Stored data entries
........

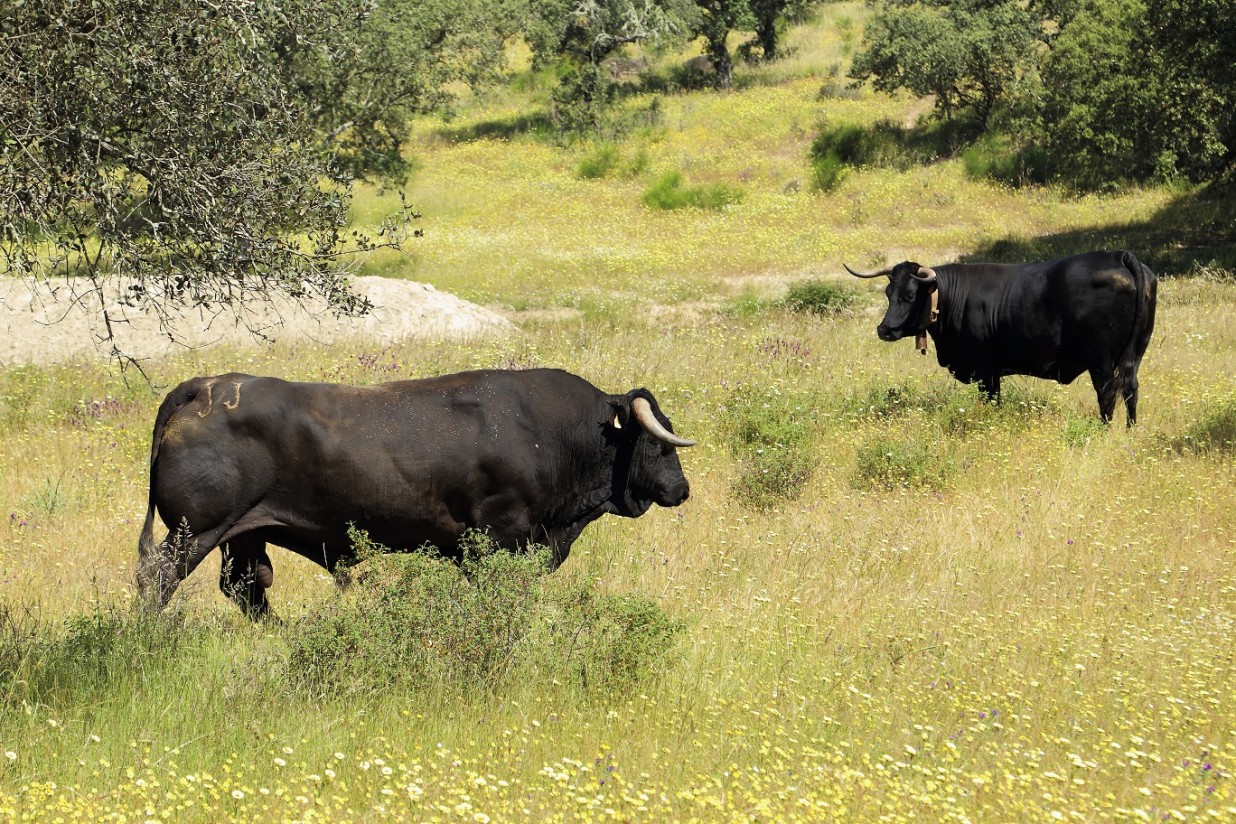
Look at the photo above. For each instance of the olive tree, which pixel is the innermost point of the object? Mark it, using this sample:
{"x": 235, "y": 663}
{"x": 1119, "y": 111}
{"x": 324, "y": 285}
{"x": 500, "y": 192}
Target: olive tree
{"x": 173, "y": 155}
{"x": 965, "y": 52}
{"x": 582, "y": 33}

........

● PROBLEM TO SOLVE
Write out the entries again, exactly as given, skipping any images.

● RESULT OF THE TASK
Look at the photo above. For each instance of the olive tree, which pixel is the innermost point of the object? Mark it, using this sample:
{"x": 235, "y": 663}
{"x": 1119, "y": 111}
{"x": 324, "y": 285}
{"x": 500, "y": 192}
Target: olive tree
{"x": 173, "y": 155}
{"x": 965, "y": 52}
{"x": 582, "y": 33}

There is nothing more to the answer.